[begin Quoted text]

The graphic above is from a discussion on a UK website called The Student Room. Armchair Mutineer believes this is a good representation of the parameters of political beliefs reflected in contemporary society: communism on one end and fascism on the other. Clearly, the maker of the spectrum must be from Canada, but this graphic could be applied to any democracy. (Armchair Mutineer’s only other comment on that graphic would be the Republican party belongs far closer to the Democrats than “Nazi” Germany. President Bush was one of the worst recent U.S. Presidents, but he does not deserve to be pictured next to Hitler. That’s just ridiculous.)
The traditional spectrum shows us the limits of left-right thinking. There’s an entire world of political philosophy outside of that continuum. The greatest flaw in the political continuum treats government as a priori.
Better political spectrums add multiple dimensions (see below). There’s more depth which gives more options, with what I assume rates freedom versus authority on the y axis and group equality versus individualism on the x-axis.
Again, one can quibble with the distances between labels on the spectrum, but this graphic seems to do a better job at capturing the diversity of political views. The addition of “Fundamentalism” adds a theocratic dynamic, parallel to the total state of communism and fascism. Most objectionable is this graphic’s perfect square and Cartesian grid lines, as if there are neat and measurable distances between these beliefs. If we really wanted to map the ideological distances between these systems, the resulting shape would probably be amoeba-like.
The whole undertaking of categorizing myriad belief systems, political parties, and historical leaders across in a framework based upon two (or four, or six) concepts is problematic. It’s a complex mapping problem, so any solution is bound to be messy. More troublesome is these “maps” seem to always have a narrative embedded in them.

[end Quoted text]
[begin Information supplied]

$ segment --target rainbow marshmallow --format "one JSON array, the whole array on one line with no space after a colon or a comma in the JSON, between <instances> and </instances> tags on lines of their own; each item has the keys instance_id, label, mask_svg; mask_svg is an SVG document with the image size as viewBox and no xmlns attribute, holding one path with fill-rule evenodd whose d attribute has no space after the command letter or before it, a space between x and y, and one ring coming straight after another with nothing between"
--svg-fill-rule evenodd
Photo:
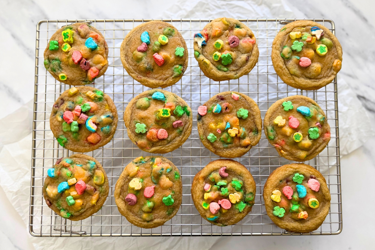
<instances>
[{"instance_id":1,"label":"rainbow marshmallow","mask_svg":"<svg viewBox=\"0 0 375 250\"><path fill-rule=\"evenodd\" d=\"M96 131L96 129L98 128L98 127L96 127L96 125L95 125L95 123L93 121L93 117L94 117L93 116L90 116L87 118L87 119L86 120L86 123L85 124L86 128L92 133L95 133Z\"/></svg>"}]
</instances>

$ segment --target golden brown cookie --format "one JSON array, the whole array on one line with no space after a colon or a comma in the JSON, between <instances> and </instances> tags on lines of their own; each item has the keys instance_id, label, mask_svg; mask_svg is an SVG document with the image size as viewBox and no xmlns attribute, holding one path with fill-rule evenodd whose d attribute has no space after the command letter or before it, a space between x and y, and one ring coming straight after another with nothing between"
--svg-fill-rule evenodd
<instances>
[{"instance_id":1,"label":"golden brown cookie","mask_svg":"<svg viewBox=\"0 0 375 250\"><path fill-rule=\"evenodd\" d=\"M233 160L220 159L195 175L191 196L204 219L224 226L237 223L251 211L256 188L244 166Z\"/></svg>"},{"instance_id":2,"label":"golden brown cookie","mask_svg":"<svg viewBox=\"0 0 375 250\"><path fill-rule=\"evenodd\" d=\"M43 185L46 203L64 218L76 221L98 212L104 203L109 186L105 172L92 157L76 154L60 158L48 169Z\"/></svg>"},{"instance_id":3,"label":"golden brown cookie","mask_svg":"<svg viewBox=\"0 0 375 250\"><path fill-rule=\"evenodd\" d=\"M161 89L145 91L126 106L124 121L133 143L144 151L165 154L179 147L191 132L191 109L181 97Z\"/></svg>"},{"instance_id":4,"label":"golden brown cookie","mask_svg":"<svg viewBox=\"0 0 375 250\"><path fill-rule=\"evenodd\" d=\"M194 50L204 75L216 81L246 75L259 56L251 30L238 20L225 17L213 20L194 34Z\"/></svg>"},{"instance_id":5,"label":"golden brown cookie","mask_svg":"<svg viewBox=\"0 0 375 250\"><path fill-rule=\"evenodd\" d=\"M283 27L272 43L276 73L296 89L318 89L334 78L341 68L342 50L326 27L310 21L292 22Z\"/></svg>"},{"instance_id":6,"label":"golden brown cookie","mask_svg":"<svg viewBox=\"0 0 375 250\"><path fill-rule=\"evenodd\" d=\"M62 146L83 153L110 142L117 127L117 110L108 95L89 86L73 87L52 108L50 125Z\"/></svg>"},{"instance_id":7,"label":"golden brown cookie","mask_svg":"<svg viewBox=\"0 0 375 250\"><path fill-rule=\"evenodd\" d=\"M143 228L161 226L176 215L182 200L180 172L163 157L140 157L116 183L114 197L126 219Z\"/></svg>"},{"instance_id":8,"label":"golden brown cookie","mask_svg":"<svg viewBox=\"0 0 375 250\"><path fill-rule=\"evenodd\" d=\"M281 228L297 233L318 229L328 214L331 195L319 171L302 163L278 167L264 184L267 214Z\"/></svg>"},{"instance_id":9,"label":"golden brown cookie","mask_svg":"<svg viewBox=\"0 0 375 250\"><path fill-rule=\"evenodd\" d=\"M78 23L52 35L44 51L44 66L57 80L70 85L91 83L108 67L108 45L100 32Z\"/></svg>"},{"instance_id":10,"label":"golden brown cookie","mask_svg":"<svg viewBox=\"0 0 375 250\"><path fill-rule=\"evenodd\" d=\"M188 68L188 47L177 29L158 21L138 25L121 44L121 62L134 80L150 88L174 84Z\"/></svg>"},{"instance_id":11,"label":"golden brown cookie","mask_svg":"<svg viewBox=\"0 0 375 250\"><path fill-rule=\"evenodd\" d=\"M202 143L222 157L243 155L260 139L260 111L252 99L242 93L216 95L199 107L197 119Z\"/></svg>"},{"instance_id":12,"label":"golden brown cookie","mask_svg":"<svg viewBox=\"0 0 375 250\"><path fill-rule=\"evenodd\" d=\"M279 154L291 161L311 160L331 139L327 117L318 104L303 95L279 100L267 110L266 137Z\"/></svg>"}]
</instances>

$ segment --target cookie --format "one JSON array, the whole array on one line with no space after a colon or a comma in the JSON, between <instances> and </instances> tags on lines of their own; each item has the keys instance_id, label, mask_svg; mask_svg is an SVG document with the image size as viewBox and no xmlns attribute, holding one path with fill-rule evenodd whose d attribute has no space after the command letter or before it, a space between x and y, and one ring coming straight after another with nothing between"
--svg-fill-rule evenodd
<instances>
[{"instance_id":1,"label":"cookie","mask_svg":"<svg viewBox=\"0 0 375 250\"><path fill-rule=\"evenodd\" d=\"M44 51L44 66L57 81L70 85L91 83L108 67L108 45L88 24L64 26L52 35Z\"/></svg>"},{"instance_id":2,"label":"cookie","mask_svg":"<svg viewBox=\"0 0 375 250\"><path fill-rule=\"evenodd\" d=\"M266 137L288 160L304 161L321 152L331 139L329 124L318 104L303 95L279 100L266 113Z\"/></svg>"},{"instance_id":3,"label":"cookie","mask_svg":"<svg viewBox=\"0 0 375 250\"><path fill-rule=\"evenodd\" d=\"M182 200L178 170L161 157L139 157L128 164L116 183L118 211L143 228L161 226L176 215Z\"/></svg>"},{"instance_id":4,"label":"cookie","mask_svg":"<svg viewBox=\"0 0 375 250\"><path fill-rule=\"evenodd\" d=\"M181 97L161 89L145 91L126 106L124 121L133 143L146 152L165 154L179 147L191 132L191 109Z\"/></svg>"},{"instance_id":5,"label":"cookie","mask_svg":"<svg viewBox=\"0 0 375 250\"><path fill-rule=\"evenodd\" d=\"M60 145L83 153L103 146L112 139L117 123L113 101L89 86L73 87L57 98L50 117L50 125Z\"/></svg>"},{"instance_id":6,"label":"cookie","mask_svg":"<svg viewBox=\"0 0 375 250\"><path fill-rule=\"evenodd\" d=\"M243 155L258 144L262 118L258 105L238 92L222 92L198 108L199 136L216 155L234 158Z\"/></svg>"},{"instance_id":7,"label":"cookie","mask_svg":"<svg viewBox=\"0 0 375 250\"><path fill-rule=\"evenodd\" d=\"M223 17L194 34L194 55L204 75L219 81L238 79L250 72L259 51L251 30L237 20Z\"/></svg>"},{"instance_id":8,"label":"cookie","mask_svg":"<svg viewBox=\"0 0 375 250\"><path fill-rule=\"evenodd\" d=\"M318 89L332 81L341 69L342 50L326 27L296 21L279 32L272 43L272 64L283 81L296 89Z\"/></svg>"},{"instance_id":9,"label":"cookie","mask_svg":"<svg viewBox=\"0 0 375 250\"><path fill-rule=\"evenodd\" d=\"M47 173L43 196L48 207L62 217L86 219L99 211L106 199L107 175L91 157L76 154L60 158Z\"/></svg>"},{"instance_id":10,"label":"cookie","mask_svg":"<svg viewBox=\"0 0 375 250\"><path fill-rule=\"evenodd\" d=\"M272 221L297 233L318 229L331 205L326 179L317 170L302 163L284 165L272 172L264 184L263 197Z\"/></svg>"},{"instance_id":11,"label":"cookie","mask_svg":"<svg viewBox=\"0 0 375 250\"><path fill-rule=\"evenodd\" d=\"M255 183L239 162L220 159L212 161L194 178L191 196L201 215L220 226L242 220L254 205Z\"/></svg>"},{"instance_id":12,"label":"cookie","mask_svg":"<svg viewBox=\"0 0 375 250\"><path fill-rule=\"evenodd\" d=\"M129 32L121 44L121 62L135 80L146 87L174 84L188 68L188 47L177 29L158 21L147 22Z\"/></svg>"}]
</instances>

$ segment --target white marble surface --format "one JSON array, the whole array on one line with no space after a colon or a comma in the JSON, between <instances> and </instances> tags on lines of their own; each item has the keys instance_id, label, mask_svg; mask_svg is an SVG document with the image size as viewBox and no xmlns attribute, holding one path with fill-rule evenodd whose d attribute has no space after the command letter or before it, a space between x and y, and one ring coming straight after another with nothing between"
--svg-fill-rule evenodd
<instances>
[{"instance_id":1,"label":"white marble surface","mask_svg":"<svg viewBox=\"0 0 375 250\"><path fill-rule=\"evenodd\" d=\"M141 3L141 4L140 4ZM63 6L69 6L65 8ZM375 3L371 0L63 2L0 0L0 182L7 168L22 166L19 197L0 187L0 249L373 249L375 216L367 199L375 173ZM35 27L42 19L132 18L327 18L336 26L343 47L339 74L343 229L336 236L249 237L152 237L61 239L30 236L28 224ZM4 107L5 106L5 107ZM361 120L361 118L362 119ZM365 125L358 136L356 121ZM342 133L345 131L345 134ZM366 132L368 131L368 132ZM11 135L9 136L9 135ZM367 142L366 141L368 140ZM343 152L344 154L343 154ZM10 161L9 159L12 159ZM364 209L361 204L366 201ZM368 208L368 209L367 208ZM366 211L368 211L368 213ZM110 243L110 244L109 244Z\"/></svg>"}]
</instances>

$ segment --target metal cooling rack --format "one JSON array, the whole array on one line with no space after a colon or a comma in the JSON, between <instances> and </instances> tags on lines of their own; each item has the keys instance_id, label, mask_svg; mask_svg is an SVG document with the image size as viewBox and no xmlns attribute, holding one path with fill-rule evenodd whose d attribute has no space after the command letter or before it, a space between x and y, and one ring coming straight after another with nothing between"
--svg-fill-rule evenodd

[end Information supplied]

▸ **To do**
1. Can you rewrite the commentary on political spectrums from "Again, one can" through "probably be amoeba-like.", putting "rectangular" wherever "Cartesian" appears?
2. Could you write the next part of the commentary on political spectrums, picking up after its final sentence?

▸ **Results of the tasks**
1.
Again, one can quibble with the distances between labels on the spectrum, but this graphic seems to do a better job at capturing the diversity of political views. The addition of “Fundamentalism” adds a theocratic dynamic, parallel to the total state of communism and fascism. Most objectionable is this graphic’s perfect square and rectangular grid lines, as if there are neat and measurable distances between these beliefs. If we really wanted to map the ideological distances between these systems, the resulting shape would probably be amoeba-like.

2.
Why is this important? For one thing, if you look at enough of these spectrums, you start to see many are designed in a way that reveals a favored political opinion, leading the witness to a so-called correct position. Other beliefs deemed unworthy are entirely ignored. The politics of the spectrum designer are found safely in the middle: in the photo at the top of this post, it is “Democrats” and “Canada” and in the spectrum pictured above, it is “Liberalism”. Like the porridge Goldilocks chooses, the position they want you to land on is “just right” so to be far enough away from Satanic Hitler or those cultish-sounding scary words that must be for crazies. Spectrums want us to be in the liberal-democratic center, never too far to the left or the right, and place the existence of the state at a central point when measuring other political beliefs and then labeling what is considered extreme.
Spectrums are pregnant with those labels, sometimes stated and sometimes implied. When labeling occurs minds shut off. Upon mention of anarcho-capitalism, the typical person will have no idea what it means. After all, both words have negative connotations. Some would associate a voluntary society with nihilism or primitivism, no one in charge to prevent chaos. Others would jump to some vision of plutocracy where corporate interests rule, like the dystopian future imagined in the sci-fi TV show Continuum. One can see the labels being dealt like cards as people reason by analogy. But when a person sees anarcho-capitalism on the very edge of the spectrum–the outlier, the freak–they are being told what they must think about it.
So you should ignore the spectrums and focus on the ideas themselves. Find the essence of these systems: what do their societies look like, how does the political ideology impact culture? I think a simple sentence could be used to express the essence of each ideology. For example Murray Rothbard in his book Society and State wrote, “I define anarchist society as one where there is no legal possibility for coercive aggression against the person or property of any individual.” Contrast Rothbard’s elegant sentence with the clumsy libertarian (and Libertarian Party) shorthand of being “fiscally conservative and socially liberal.” This is an attempt to find the coveted middle position, the beliefs that are “just right”–not too hot, not too cold, not too freewheeling, not too collectivist.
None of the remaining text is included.